Am 01.11.2018 trat das Gesetz über Musterfeststellungsverfahren nach § 606 ZPO in Kraft. Dass das Thema äußerst brisant ist und entsprechend heiß diskutiert wird, sieht man daran, dass es auch ganz aktuell im Versicherungsforum in Köln am 7. November in Vorträgen von Herr Dr. Ulrich Eberhard, Vorstand der ROLAND Rechtsschutz, und Prof. Dr. Dominik Wendt von der Frankfurt University of Applied Sciences aufgegriffen wurde.
Informationen über den Autor
Dr. Jannis Konstas – Justiziar der Deutschen Anwaltshotline AG
Rückfragen, Feedback und Anmerkungen zum Artikel sind immer willkommen!

AUSZUG DER DATEN:
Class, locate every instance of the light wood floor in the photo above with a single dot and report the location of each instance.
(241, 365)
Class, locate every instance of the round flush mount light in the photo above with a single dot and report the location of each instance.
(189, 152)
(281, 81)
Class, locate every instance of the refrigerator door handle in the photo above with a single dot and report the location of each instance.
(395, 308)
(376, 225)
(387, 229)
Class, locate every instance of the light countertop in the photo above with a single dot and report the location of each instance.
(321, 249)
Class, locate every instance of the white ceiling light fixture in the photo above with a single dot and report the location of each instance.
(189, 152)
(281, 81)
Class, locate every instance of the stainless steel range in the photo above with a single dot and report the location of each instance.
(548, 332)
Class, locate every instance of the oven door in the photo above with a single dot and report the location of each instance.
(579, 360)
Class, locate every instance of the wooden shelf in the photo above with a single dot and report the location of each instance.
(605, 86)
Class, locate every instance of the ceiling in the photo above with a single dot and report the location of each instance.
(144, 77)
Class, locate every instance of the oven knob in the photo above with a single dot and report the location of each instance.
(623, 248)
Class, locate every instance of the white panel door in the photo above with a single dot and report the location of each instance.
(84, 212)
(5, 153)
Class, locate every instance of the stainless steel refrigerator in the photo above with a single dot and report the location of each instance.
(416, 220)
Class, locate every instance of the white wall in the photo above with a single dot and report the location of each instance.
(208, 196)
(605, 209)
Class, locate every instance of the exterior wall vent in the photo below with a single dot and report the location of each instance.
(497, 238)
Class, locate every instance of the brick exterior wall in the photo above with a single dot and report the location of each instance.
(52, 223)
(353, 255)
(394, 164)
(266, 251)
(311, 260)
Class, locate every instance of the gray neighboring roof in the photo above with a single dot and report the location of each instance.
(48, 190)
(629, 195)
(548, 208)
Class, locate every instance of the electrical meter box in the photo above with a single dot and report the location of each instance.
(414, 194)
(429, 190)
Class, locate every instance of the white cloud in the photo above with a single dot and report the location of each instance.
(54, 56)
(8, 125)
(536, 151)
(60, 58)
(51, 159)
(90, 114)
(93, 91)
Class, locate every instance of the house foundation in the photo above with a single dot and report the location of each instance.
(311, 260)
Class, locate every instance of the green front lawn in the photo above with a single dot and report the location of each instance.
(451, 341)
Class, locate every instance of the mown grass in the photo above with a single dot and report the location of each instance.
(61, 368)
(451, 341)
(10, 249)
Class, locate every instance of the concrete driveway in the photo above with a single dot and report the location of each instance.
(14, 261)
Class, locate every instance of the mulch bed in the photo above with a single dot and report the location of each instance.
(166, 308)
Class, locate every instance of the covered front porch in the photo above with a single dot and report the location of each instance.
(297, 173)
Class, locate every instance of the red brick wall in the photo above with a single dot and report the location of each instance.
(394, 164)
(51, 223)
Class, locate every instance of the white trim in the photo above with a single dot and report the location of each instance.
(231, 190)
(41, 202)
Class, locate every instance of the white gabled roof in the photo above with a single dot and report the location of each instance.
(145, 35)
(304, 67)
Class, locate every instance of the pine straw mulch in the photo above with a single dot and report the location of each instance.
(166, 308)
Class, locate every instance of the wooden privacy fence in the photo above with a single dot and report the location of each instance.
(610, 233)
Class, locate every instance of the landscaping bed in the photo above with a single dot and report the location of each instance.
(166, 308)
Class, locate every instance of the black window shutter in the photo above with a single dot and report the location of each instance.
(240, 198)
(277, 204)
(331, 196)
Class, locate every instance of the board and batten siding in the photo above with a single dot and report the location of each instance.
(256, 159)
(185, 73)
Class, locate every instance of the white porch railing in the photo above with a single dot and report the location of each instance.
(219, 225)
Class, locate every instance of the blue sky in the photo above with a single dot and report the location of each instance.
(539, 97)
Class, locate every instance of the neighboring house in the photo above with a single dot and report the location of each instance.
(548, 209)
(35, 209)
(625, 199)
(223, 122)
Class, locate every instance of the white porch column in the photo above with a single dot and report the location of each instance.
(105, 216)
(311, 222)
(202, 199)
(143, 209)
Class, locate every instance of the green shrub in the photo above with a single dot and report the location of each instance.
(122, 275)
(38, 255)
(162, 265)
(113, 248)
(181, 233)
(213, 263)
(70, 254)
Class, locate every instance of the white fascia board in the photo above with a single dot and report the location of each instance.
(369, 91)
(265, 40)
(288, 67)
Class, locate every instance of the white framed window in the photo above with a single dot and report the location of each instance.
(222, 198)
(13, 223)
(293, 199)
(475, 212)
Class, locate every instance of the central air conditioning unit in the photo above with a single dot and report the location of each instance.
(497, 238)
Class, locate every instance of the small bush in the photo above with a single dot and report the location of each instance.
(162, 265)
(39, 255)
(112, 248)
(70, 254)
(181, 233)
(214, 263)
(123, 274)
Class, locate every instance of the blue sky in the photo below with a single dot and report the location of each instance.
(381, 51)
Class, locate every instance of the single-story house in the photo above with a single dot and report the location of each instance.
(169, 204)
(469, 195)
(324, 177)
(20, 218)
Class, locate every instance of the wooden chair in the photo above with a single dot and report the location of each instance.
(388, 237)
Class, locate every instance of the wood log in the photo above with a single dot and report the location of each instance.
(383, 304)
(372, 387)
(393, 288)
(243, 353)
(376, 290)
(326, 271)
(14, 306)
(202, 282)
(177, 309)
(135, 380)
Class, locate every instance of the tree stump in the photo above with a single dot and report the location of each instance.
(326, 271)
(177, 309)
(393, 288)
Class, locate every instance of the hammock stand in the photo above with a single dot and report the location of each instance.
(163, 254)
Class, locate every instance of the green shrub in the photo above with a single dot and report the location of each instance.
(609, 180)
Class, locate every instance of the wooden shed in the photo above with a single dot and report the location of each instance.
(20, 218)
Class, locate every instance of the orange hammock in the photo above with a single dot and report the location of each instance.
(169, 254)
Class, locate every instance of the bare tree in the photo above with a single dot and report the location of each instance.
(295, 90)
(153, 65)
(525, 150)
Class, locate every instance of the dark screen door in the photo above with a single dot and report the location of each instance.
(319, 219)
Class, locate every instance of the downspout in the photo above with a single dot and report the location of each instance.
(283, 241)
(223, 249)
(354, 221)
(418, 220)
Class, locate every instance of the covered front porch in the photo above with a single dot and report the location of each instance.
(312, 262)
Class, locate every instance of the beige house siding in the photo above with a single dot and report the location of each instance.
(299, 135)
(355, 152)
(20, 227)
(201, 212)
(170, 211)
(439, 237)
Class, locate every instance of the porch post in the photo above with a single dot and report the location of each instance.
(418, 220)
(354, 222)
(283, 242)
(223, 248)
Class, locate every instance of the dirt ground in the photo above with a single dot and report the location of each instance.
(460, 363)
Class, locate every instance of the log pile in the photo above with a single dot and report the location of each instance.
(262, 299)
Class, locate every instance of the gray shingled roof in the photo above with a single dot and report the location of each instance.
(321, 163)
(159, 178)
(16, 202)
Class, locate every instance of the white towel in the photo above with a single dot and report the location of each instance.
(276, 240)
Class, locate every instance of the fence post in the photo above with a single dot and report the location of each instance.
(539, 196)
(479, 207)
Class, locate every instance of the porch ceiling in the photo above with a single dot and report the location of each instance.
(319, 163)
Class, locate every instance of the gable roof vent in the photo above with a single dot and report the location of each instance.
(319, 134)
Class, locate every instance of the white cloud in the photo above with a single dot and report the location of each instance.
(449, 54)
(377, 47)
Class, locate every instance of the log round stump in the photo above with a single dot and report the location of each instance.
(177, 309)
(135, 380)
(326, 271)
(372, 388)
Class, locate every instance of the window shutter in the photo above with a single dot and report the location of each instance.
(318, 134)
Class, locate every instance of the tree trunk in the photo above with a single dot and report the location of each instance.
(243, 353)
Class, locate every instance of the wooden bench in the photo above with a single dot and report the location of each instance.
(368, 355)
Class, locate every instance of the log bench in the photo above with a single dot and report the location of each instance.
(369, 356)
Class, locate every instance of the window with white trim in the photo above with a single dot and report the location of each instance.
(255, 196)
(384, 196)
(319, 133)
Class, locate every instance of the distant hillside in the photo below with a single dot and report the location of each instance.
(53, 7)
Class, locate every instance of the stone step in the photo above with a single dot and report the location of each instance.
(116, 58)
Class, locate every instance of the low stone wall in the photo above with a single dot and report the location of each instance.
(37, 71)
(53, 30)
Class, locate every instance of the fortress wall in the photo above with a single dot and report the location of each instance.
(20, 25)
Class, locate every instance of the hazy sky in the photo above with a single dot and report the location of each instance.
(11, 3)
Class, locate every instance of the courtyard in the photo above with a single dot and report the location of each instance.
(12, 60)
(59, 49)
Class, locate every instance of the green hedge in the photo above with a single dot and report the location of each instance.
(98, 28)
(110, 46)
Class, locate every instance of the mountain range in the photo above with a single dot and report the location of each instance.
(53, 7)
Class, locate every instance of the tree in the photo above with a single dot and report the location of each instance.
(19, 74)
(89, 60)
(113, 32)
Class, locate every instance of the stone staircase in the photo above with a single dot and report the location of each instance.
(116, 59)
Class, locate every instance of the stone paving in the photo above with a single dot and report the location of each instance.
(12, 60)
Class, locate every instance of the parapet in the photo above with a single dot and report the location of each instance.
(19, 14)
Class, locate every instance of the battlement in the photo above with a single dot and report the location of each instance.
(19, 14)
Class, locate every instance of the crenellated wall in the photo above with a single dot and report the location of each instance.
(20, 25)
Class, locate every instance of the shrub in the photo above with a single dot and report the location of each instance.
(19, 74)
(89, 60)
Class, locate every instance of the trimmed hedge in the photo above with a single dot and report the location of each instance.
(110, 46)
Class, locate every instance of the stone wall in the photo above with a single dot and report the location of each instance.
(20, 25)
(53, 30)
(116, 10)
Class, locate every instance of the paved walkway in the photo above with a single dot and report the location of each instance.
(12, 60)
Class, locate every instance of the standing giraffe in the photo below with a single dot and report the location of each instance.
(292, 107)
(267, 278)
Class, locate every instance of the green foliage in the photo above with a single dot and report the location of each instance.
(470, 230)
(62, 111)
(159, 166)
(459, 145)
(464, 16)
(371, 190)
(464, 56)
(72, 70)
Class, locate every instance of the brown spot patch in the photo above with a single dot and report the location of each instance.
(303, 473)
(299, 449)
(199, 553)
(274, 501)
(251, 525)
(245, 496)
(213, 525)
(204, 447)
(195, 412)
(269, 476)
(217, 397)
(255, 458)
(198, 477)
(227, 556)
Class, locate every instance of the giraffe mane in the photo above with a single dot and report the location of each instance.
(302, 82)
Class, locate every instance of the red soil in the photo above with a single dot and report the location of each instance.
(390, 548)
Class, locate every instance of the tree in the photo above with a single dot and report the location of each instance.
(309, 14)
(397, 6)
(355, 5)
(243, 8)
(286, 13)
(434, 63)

ZU BEARBEITENDE AUFGABE: Schreiben Sie den Text zum Musterfeststellungsverfahren im Anschluss an seinen letzten Satz weiter.

SCHRIFTLICHE ANTWORT:
Schreiben Sie an jannis.konstas@deutsche-anwaltshotline.de
Auf den ersten Blick verspricht dieses neue Vehikel für die Rechtsschutzbranche das Potential für erhebliche Kosteneinsparungen: Betroffene Versicherungsnehmer können einem solchen Verfahren wie zum Beispiel bei „Dieselgate“ kostenlos beitreten und den Anspruch dem Grunde nach klären lassen. Endet das Verfahren für den VN positiv, ist es wahrscheinlich, dass er seinen Anspruch dann relativ einfach und möglicherweise sogar ohne Anwalt selbst durchsetzen kann.
Das MFV kann alternativ auch mit einem Vergleich enden, aus dem der VN nicht austritt. Dann muss der VN im Regelfall gar keinen Anspruch mehr durchsetzen.
Geht das MFV verloren, macht in der Regel auch eine individuelle Klage keinen Sinn mehr und die Deckung kann meist aufgrund mangelnder Erfolgsaussichten abgelehnt werden.
Also ist ein MFV bei zukünftigen Massenschäden eine erhebliche Erleichterung für die Rechtsschutzbranche? Mitnichten! Genauer gesagt – es kommt darauf an, wie Sie den Ball spielen.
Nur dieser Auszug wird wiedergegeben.